--- Text provided Enclosed Below ---

Infection and Inequalities: the Modern Plague, Paul Farmer, University of California Press, 2001, pp. 375, ISBN: 9780520229136
In 2018, a total of 1.5 million people died of tuberculosis in the world, with a further 10 million who fell ill with the infection. Accounting for two-thirds of the total number of cases were India, the Philippines, Nigeria, Pakistan, Bangladesh, China and South Africa. Those infected develop a hacking cough, suffer night sweats and high fevers, and lose their appetite. Approximately 45% of HIV-negative persons infected with TB will die. To this day, TB remains one of the leading causes of death in the world. All of this even though TB is completely curable with the proper regimen of medications which have been in circulation since 1949 when Selman Waksman discovered streptomycin.
The fact that such a high number of people die due to the lack of access to quality healthcare is a tragedy of global proportions. In his book Infections and Inequalities, Paul Farmer, a doctor and a medical anthropologist, develops a biosocial framework of analysis that marshalls critical epidemiology, ethnography, anthropology and global political economy to analyze “emerging” infectious diseases and their impact on the poor. This model, according to him, has the “explanatory power to track rapidly changing clinical, even molecular, phenomena and link them to the large-scale social forces that shape the contours of disease emergence.”
Infectious diseases develop in a social field structured by power relations, which in turn define their visibility. Noting the ineffectiveness of the nation-state as the unit of analysis, Farmer outlines how wealth structures perceptions about diseases such as tuberculosis. Thus, even when the already high rates of tuberculosis began rising among the ethnic minorities in the US in the late ’80s, it occasioned little concern among the public health officials. In fact, as Farmer notes, the CDC described the conditions which saw a 6.8 percent increase in TB cases among African Americans and 12.7 percent among Hispanics as “excess cases.” So while the disease appeared to have declined in national statistics, it, in fact, thrived locally among the poor with clear racial, class and geographic identifiers. As Farmer notes, such statistics are largely socially constructed artifacts that follow the pattern of power and wealth distribution. They not only have the power to erase large sections of the society, but also to determine their health outcomes.
Modern epidemiology and public health studies tend to ignore the sociocultural field in which diseases emerge, and thus fail to acknowledge inequality as a significant risk and cause of infection. This delineation between biological and social thus leads to social interventions with negative biological consequences, as is often the case with third world economic interventions by transnational organizations such as the World Bank and the International Monetary Fund, which often curb social spending at the behest of public health.
Even when social systems are taken into consideration when discussing diseases, they are often fetishized. Therefore cultural difference becomes the explanatory variable for the spread of infections. In his discussion on the spread of AIDS in Haiti, Farmer notes the ridiculous claims made by professional organizations in the US which labelled Haitians as a risk group due to their “magic rituals [which] provide a means for transfer of blood and secretions from person to person.” While Haiti was blamed for the outbreak of AIDS in the US, Farmer shows that the infection was actually imported from the US to Haiti. Once it arrived in Haiti, it entered a network of social relations structured by poverty and inequality and thus spread like wildfire throughout the country. Farmer’s ethnographic work and thorough anthropological analysis offer examples of different ways AIDS spread once introduced in Haiti and the intricate economic relations between Haiti and the US, and city and rural areas that underlined them. The geography of blame introduced the accusation paradigm that stigmatized the victims.

--- End of Enclosed Text provided ---

Requirement 1
Reproduce the stretch of the book review above from "Infection and Inequalities: the" through "Waksman discovered streptomycin.".
Requirement 2
Condense the book review's paragraph beginning "Infectious diseases develop in a social field" into a short bulleted list that keeps its main facts.

--- Given data Enclosed Below ---

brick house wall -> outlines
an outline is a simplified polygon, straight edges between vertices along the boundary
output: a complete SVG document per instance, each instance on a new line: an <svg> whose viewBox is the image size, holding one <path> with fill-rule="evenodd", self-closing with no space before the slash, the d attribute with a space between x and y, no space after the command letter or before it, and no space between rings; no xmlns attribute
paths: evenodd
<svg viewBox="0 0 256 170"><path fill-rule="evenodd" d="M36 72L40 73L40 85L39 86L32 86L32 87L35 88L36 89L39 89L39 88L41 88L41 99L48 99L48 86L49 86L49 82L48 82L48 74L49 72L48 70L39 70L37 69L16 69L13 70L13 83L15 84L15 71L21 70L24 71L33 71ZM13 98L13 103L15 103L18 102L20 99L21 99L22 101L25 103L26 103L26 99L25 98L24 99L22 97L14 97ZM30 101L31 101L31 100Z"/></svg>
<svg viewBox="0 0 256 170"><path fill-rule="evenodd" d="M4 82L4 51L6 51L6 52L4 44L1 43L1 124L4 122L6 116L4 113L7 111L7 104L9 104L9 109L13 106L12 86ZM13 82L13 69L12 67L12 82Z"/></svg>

--- End of Enclosed Given data ---

Answer area 1
Infection and Inequalities: the Modern Plague, Paul Farmer, University of California Press, 2001, pp. 375, ISBN: 9780520229136
In 2018, a total of 1.5 million people died of tuberculosis in the world, with a further 10 million who fell ill with the infection. Accounting for two-thirds of the total number of cases were India, the Philippines, Nigeria, Pakistan, Bangladesh, China and South Africa. Those infected develop a hacking cough, suffer night sweats and high fevers, and lose their appetite. Approximately 45% of HIV-negative persons infected with TB will die. To this day, TB remains one of the leading causes of death in the world. All of this even though TB is completely curable with the proper regimen of medications which have been in circulation since 1949 when Selman Waksman discovered streptomycin.

Answer area 2
- Infectious diseases develop in a social field structured by power relations, which define their visibility.
- Farmer finds the nation-state an ineffective unit of analysis and shows how wealth shapes perceptions of diseases such as tuberculosis.
- In the late '80s, rising TB rates among ethnic minorities in the US drew little concern from public health officials. The CDC called the 6.8 percent increase among African Americans and the 12.7 percent increase among Hispanics "excess cases."
- National statistics showed the disease declining, but it thrived locally among the poor, with clear racial, class and geographic identifiers.
- Farmer says such statistics are socially constructed artifacts that follow the distribution of power and wealth. They can erase large sections of society and determine their health outcomes.